#### TASK DETAILS
Starting from the line containing "# test: point to the denim", write out the rest of the entries exactly, through the final line, including nothing else.

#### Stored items
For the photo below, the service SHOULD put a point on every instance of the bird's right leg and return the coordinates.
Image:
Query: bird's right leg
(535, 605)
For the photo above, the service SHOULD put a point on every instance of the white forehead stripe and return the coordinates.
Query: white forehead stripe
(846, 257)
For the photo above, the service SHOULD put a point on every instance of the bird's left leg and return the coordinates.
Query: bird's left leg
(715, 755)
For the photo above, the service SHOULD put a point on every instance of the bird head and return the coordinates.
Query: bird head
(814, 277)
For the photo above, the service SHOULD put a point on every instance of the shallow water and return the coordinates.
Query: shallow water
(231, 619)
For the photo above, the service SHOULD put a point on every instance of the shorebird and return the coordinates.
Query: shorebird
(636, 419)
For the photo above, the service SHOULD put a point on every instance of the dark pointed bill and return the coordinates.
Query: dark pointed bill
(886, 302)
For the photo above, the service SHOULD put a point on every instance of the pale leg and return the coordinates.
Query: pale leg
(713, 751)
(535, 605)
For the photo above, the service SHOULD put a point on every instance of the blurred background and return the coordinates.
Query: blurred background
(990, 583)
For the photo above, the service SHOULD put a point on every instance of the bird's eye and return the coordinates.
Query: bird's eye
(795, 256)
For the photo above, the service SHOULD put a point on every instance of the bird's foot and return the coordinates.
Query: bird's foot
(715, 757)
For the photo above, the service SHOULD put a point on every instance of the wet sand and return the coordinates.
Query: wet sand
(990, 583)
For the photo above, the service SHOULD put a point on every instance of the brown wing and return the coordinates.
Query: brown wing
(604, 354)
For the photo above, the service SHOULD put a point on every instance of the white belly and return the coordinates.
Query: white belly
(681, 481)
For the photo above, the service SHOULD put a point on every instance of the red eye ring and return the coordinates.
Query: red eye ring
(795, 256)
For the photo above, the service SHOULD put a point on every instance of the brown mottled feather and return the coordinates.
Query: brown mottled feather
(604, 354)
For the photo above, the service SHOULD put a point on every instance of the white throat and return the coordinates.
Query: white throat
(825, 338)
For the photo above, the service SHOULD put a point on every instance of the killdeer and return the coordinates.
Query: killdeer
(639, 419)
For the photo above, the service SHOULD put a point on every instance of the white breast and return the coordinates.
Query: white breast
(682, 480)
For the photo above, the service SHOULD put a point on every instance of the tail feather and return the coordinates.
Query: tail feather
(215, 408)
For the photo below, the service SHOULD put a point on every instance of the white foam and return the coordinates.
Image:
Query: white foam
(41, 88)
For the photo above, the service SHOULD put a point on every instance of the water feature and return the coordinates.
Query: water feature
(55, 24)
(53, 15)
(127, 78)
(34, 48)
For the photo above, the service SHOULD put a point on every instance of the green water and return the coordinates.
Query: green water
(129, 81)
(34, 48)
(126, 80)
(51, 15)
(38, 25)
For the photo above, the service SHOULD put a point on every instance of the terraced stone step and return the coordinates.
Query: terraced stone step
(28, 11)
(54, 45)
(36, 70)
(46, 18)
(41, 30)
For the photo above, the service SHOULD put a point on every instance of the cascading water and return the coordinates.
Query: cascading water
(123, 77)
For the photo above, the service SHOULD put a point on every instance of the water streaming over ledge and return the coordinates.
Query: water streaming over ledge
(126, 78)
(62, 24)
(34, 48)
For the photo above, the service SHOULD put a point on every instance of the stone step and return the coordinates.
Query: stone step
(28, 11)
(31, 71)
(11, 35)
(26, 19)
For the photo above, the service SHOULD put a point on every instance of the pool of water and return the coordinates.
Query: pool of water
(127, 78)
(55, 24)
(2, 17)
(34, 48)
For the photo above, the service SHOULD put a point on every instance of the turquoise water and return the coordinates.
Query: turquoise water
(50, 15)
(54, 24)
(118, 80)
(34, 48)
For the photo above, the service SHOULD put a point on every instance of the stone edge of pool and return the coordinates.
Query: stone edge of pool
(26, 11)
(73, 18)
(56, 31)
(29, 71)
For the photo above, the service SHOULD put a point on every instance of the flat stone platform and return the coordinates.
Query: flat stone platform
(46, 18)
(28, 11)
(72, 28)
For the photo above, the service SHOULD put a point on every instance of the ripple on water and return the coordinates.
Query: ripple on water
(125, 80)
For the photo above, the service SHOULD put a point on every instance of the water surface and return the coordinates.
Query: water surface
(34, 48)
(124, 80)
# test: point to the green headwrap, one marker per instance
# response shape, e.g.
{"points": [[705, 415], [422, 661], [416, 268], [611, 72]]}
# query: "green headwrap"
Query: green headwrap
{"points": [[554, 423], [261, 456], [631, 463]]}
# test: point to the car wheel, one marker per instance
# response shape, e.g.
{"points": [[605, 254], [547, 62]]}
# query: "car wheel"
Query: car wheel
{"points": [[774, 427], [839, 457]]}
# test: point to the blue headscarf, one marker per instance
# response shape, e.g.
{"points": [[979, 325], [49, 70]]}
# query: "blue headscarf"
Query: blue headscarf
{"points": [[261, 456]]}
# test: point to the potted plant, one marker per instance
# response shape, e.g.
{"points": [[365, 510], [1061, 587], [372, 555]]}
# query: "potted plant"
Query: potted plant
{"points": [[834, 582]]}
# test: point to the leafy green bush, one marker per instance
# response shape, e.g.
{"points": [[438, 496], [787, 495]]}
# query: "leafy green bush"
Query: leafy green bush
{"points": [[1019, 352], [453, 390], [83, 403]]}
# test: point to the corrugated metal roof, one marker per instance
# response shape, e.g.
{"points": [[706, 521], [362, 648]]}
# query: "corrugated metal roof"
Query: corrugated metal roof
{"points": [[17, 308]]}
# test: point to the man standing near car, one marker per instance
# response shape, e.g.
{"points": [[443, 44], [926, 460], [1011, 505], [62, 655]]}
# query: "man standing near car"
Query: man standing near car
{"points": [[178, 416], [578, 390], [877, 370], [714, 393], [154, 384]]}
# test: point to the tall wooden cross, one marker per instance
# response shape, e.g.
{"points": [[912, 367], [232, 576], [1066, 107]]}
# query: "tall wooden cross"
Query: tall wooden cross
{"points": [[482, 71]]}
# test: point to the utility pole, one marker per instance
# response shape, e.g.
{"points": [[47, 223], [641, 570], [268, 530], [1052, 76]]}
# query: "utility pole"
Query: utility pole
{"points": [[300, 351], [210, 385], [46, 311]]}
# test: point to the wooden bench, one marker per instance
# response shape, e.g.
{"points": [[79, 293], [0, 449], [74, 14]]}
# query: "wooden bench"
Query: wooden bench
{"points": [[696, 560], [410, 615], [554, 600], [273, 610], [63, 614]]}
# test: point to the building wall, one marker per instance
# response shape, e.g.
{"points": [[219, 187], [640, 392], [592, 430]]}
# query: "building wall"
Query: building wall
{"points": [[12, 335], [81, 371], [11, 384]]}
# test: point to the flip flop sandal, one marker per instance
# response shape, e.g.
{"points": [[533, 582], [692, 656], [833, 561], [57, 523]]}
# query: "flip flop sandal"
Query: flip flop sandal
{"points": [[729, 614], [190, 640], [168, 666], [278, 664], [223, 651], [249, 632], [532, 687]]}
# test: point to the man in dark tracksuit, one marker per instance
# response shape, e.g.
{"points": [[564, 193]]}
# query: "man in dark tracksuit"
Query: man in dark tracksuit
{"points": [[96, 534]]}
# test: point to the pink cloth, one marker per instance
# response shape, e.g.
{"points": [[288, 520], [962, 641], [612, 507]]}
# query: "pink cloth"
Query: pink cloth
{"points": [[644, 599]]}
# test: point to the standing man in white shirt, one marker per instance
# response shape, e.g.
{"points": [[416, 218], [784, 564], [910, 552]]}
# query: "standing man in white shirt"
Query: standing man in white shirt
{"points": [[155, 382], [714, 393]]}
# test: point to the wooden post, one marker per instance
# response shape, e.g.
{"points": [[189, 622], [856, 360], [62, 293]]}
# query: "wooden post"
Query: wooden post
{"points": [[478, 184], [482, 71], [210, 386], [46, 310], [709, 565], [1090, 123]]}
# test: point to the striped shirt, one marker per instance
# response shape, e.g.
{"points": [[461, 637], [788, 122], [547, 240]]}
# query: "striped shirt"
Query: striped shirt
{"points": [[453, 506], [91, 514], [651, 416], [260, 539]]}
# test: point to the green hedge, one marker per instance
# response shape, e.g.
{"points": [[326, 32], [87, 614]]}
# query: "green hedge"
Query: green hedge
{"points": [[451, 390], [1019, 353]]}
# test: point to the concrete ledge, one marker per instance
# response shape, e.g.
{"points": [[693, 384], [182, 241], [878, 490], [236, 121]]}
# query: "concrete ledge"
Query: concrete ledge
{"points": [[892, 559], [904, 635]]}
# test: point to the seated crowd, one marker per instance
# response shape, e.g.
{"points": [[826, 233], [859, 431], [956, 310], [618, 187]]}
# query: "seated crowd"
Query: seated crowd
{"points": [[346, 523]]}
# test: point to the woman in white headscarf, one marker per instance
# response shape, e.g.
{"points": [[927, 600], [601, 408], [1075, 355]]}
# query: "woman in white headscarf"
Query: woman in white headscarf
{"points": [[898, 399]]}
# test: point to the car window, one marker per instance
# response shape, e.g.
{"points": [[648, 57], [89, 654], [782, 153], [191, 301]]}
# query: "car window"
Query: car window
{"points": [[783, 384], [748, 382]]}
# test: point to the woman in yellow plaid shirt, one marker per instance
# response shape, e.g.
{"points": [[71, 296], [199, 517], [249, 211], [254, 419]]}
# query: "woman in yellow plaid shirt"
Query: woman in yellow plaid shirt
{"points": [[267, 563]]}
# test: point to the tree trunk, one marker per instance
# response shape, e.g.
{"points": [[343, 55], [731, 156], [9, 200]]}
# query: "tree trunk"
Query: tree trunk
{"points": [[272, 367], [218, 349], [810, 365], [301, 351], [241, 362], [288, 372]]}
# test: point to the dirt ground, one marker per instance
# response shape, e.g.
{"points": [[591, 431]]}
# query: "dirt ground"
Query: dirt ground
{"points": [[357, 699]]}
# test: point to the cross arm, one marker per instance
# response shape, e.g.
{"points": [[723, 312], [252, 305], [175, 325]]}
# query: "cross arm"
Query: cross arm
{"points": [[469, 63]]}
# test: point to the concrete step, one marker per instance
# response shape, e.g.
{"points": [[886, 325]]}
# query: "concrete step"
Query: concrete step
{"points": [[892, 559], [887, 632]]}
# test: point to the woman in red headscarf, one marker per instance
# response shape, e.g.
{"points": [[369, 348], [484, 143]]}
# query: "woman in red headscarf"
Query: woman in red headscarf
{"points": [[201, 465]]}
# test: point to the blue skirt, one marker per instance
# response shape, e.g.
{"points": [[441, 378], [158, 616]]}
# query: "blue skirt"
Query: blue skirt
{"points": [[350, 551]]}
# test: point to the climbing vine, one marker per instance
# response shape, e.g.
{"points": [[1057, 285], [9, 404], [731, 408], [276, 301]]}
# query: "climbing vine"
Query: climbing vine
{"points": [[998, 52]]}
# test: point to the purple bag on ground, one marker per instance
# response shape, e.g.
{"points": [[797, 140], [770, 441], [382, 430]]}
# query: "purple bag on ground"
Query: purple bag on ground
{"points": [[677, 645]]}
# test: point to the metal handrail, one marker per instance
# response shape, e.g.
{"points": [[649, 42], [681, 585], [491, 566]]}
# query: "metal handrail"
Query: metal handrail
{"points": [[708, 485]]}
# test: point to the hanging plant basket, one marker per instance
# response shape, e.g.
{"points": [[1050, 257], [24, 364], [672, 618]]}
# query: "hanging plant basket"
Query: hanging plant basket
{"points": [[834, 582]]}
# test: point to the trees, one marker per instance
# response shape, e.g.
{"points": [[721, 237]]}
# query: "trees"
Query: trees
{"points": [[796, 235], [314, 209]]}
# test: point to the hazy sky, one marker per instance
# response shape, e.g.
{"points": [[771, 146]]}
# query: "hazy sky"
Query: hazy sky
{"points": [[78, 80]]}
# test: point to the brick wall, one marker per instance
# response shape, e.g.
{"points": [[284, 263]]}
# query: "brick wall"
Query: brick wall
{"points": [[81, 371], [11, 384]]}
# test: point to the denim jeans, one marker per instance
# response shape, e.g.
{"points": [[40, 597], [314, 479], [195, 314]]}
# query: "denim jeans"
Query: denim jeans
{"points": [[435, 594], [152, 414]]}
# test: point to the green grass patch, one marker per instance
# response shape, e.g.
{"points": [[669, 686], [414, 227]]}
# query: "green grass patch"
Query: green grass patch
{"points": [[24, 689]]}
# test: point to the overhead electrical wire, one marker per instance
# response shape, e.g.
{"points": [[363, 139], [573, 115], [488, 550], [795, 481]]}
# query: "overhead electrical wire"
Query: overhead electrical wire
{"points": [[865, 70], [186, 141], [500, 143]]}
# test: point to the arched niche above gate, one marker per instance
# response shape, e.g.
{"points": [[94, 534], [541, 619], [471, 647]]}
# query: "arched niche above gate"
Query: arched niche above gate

#### TASK OUTPUT
# test: point to the denim jeans, one marker per instance
# response shape, e.g.
{"points": [[40, 597], [314, 479], [195, 314]]}
# query: "denim jeans"
Query: denim jeans
{"points": [[435, 594], [152, 414]]}
# test: point to the green grass patch, one marker per instance
# response shape, e.g.
{"points": [[669, 686], [414, 227]]}
# query: "green grass patch"
Query: green grass patch
{"points": [[24, 689]]}
# test: point to the overhead electrical wire, one marker per instance
# response shape, e.g.
{"points": [[363, 139], [573, 115], [488, 550], [795, 481]]}
# query: "overhead electrical wire"
Query: overhead electrical wire
{"points": [[865, 70], [186, 141], [500, 143]]}
# test: point to the arched niche above gate, one marker per instance
# response shape, e.g.
{"points": [[94, 534], [541, 619], [471, 647]]}
# query: "arched niche above gate"
Query: arched niche above gate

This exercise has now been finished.